--- START Source material ---
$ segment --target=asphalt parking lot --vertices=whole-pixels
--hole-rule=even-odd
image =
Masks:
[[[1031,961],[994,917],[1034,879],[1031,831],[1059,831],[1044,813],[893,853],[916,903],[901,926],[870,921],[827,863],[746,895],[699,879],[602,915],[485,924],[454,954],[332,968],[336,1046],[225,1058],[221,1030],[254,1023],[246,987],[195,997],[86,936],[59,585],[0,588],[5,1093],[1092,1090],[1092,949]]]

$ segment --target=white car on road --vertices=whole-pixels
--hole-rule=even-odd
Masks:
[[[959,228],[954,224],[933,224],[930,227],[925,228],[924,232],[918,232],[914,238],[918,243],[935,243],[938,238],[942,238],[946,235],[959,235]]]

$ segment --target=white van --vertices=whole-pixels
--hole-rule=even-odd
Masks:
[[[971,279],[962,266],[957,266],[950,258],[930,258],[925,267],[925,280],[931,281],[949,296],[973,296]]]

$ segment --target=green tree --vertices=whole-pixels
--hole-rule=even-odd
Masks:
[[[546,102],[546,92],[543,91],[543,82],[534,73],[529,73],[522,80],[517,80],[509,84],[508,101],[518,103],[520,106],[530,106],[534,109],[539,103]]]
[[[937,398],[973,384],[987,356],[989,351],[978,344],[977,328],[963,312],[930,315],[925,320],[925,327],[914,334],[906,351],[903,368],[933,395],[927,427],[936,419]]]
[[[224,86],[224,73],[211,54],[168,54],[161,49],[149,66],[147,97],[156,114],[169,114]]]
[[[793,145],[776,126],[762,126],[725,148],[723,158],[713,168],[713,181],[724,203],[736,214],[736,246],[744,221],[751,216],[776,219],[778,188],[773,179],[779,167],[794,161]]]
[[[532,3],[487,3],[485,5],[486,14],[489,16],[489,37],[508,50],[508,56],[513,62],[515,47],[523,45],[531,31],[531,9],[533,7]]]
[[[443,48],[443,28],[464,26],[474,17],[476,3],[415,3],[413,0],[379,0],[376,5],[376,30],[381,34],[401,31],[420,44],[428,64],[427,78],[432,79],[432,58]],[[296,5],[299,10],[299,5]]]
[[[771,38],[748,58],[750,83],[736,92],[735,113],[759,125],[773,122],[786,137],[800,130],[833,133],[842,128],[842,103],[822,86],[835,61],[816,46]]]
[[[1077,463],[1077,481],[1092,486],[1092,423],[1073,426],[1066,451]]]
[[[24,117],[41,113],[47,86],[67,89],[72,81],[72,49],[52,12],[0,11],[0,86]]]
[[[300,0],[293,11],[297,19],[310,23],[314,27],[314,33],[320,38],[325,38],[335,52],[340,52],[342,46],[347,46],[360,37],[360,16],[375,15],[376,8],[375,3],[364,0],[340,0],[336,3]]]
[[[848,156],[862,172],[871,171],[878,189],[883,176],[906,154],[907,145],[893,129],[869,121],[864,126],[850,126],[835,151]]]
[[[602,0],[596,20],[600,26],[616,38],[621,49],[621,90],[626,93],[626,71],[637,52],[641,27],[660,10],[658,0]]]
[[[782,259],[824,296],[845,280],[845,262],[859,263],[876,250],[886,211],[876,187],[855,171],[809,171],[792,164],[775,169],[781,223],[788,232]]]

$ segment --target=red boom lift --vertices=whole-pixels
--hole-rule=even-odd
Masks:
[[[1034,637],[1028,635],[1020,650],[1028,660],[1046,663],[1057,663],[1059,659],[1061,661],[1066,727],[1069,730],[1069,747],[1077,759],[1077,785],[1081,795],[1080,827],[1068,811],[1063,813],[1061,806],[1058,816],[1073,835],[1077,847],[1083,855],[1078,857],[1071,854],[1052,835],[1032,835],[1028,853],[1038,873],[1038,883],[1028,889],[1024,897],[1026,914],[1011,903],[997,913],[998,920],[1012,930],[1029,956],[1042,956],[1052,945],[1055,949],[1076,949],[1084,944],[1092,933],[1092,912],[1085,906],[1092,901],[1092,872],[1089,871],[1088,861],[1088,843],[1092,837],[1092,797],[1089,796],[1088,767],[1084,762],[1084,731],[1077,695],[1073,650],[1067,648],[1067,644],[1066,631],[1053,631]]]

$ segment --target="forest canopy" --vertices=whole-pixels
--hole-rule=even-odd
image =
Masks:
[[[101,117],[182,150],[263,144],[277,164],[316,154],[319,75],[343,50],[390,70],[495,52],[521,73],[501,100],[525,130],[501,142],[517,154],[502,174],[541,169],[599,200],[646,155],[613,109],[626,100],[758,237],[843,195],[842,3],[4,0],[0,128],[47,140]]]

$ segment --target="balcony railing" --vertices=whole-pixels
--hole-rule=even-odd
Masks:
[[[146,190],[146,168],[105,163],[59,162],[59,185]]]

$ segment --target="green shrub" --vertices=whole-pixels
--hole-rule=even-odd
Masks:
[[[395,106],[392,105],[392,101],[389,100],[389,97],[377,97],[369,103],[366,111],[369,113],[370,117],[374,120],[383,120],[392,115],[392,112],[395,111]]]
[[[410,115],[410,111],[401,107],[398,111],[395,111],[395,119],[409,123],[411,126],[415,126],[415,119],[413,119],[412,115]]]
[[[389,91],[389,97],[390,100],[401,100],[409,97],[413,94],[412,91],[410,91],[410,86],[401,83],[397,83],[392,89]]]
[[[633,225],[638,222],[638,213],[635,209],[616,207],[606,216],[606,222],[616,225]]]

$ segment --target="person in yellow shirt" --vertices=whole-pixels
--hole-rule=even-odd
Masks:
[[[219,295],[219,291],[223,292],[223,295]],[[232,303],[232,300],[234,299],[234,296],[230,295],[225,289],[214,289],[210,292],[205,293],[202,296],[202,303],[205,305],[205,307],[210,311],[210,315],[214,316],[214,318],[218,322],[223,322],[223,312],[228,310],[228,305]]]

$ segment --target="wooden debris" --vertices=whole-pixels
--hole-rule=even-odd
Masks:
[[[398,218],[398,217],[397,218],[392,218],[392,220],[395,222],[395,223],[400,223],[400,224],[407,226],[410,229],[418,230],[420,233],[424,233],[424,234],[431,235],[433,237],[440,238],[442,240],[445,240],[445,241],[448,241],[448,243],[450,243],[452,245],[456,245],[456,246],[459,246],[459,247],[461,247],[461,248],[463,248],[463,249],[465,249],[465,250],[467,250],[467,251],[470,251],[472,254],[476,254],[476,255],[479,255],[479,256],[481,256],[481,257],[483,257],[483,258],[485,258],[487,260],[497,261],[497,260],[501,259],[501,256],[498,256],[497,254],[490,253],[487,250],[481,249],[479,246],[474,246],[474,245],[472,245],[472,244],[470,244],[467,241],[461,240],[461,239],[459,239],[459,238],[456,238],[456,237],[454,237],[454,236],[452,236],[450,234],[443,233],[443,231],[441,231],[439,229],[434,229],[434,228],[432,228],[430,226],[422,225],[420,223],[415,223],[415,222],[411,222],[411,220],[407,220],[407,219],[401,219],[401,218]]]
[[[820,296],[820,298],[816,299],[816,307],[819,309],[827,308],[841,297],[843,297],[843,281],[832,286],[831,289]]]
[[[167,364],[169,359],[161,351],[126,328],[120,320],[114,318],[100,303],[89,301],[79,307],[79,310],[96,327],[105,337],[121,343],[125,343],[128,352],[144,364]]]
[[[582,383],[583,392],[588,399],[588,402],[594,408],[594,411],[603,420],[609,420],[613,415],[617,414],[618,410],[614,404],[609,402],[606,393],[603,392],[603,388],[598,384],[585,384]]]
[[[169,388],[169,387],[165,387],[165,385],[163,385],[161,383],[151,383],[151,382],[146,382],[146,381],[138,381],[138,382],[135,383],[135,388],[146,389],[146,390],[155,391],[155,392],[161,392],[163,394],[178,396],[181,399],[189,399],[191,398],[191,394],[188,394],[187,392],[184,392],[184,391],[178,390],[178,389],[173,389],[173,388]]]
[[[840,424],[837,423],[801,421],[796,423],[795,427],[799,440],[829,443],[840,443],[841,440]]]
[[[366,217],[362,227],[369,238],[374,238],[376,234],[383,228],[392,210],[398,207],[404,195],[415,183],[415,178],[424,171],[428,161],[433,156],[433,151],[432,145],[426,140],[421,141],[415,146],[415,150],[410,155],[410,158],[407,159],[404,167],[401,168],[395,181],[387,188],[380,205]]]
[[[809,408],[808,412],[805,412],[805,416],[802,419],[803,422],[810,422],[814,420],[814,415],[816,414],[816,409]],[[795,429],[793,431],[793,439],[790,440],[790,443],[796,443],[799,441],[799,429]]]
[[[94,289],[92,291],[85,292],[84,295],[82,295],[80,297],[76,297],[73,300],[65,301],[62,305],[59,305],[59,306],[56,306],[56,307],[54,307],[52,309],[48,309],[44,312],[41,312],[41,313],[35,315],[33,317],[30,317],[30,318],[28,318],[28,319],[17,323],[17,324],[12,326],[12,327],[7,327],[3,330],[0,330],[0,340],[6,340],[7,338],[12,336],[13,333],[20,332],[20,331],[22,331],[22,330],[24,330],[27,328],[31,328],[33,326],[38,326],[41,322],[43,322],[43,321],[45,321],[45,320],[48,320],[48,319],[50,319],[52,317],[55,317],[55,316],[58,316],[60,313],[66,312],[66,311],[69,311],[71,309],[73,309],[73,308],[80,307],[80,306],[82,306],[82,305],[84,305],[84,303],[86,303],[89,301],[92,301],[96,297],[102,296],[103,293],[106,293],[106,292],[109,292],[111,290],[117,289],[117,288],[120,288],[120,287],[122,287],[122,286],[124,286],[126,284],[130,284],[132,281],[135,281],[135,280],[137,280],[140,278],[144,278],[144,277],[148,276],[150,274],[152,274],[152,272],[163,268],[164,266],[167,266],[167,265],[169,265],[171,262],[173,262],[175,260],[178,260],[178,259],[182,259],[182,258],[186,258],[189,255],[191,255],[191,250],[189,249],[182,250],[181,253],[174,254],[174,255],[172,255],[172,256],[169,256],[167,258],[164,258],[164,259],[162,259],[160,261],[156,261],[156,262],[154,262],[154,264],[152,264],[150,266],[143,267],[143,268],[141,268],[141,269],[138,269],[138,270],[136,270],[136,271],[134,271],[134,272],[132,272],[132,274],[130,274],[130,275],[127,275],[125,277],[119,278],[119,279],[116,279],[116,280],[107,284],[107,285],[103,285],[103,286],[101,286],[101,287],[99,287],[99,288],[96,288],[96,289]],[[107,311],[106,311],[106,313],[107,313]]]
--- END Source material ---
Written exercise
List every line of the data above that contains the string "white", matching its case exactly.

Answer below
$ segment --target=white car on road --vertices=whole-pixels
$ segment --target=white van --vertices=whole-pixels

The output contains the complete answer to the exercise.